Provided text:
Is there a way to keep a jupyter notebook running while it's not actively opened in the browser and keep the output?

uncut barn
#
  def softmax(self):
    return np.exp(self.dataset) / np.sum(self.dataset)
#

does anyone know why the plot of my softmax looks wrong

#

the dataset only has 1 dimension

iron basalt
sharp reef
#

I have my jupyter notebook set up on a remote server

iron basalt
#

ssh into the server, run the file

sharp reef
#

at that point what's the point of the notebook then?

iron basalt
#

The point of notebook is exactly as the name implies, a notebook.

sharp reef
#

If I ssh I'll have to make sure to run it such that it doesn't stop when I close the ssh session as well..

iron basalt
#

It's useful for sharing things too.

sharp reef
#

Basically I need it to stay up so I can run experiments on azure over night

#

I'm not sure if it's possible to submit experiments in a queue

#

that would make it easier

iron basalt
#

What could be easier than making a script that does all this with one click?

#

(can tmux too)

sharp reef
#

I know about screen

#

it's mostly about things being harder to edit if I have to sftp them in and out every time..

iron basalt
#

So you want a remote editing tool?

Exercise directions: Retype the entire thread above about keeping a Jupyter notebook running on a remote server, character for character. The material that comes next is separate from the thread.

Collected data:
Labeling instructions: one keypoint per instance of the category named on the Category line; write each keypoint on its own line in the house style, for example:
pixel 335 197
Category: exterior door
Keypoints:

Exercise solution:
Is there a way to keep a jupyter notebook running while it's not actively opened in the browser and keep the output?

uncut barn
#
  def softmax(self):
    return np.exp(self.dataset) / np.sum(self.dataset)
#

does anyone know why the plot of my softmax looks wrong

#

the dataset only has 1 dimension

iron basalt
sharp reef
#

I have my jupyter notebook set up on a remote server

iron basalt
#

ssh into the server, run the file

sharp reef
#

at that point what's the point of the notebook then?

iron basalt
#

The point of notebook is exactly as the name implies, a notebook.

sharp reef
#

If I ssh I'll have to make sure to run it such that it doesn't stop when I close the ssh session as well..

iron basalt
#

It's useful for sharing things too.

sharp reef
#

Basically I need it to stay up so I can run experiments on azure over night

#

I'm not sure if it's possible to submit experiments in a queue

#

that would make it easier

iron basalt
#

What could be easier than making a script that does all this with one click?

#

(can tmux too)

sharp reef
#

I know about screen

#

it's mostly about things being harder to edit if I have to sftp them in and out every time..

iron basalt
#

So you want a remote editing tool?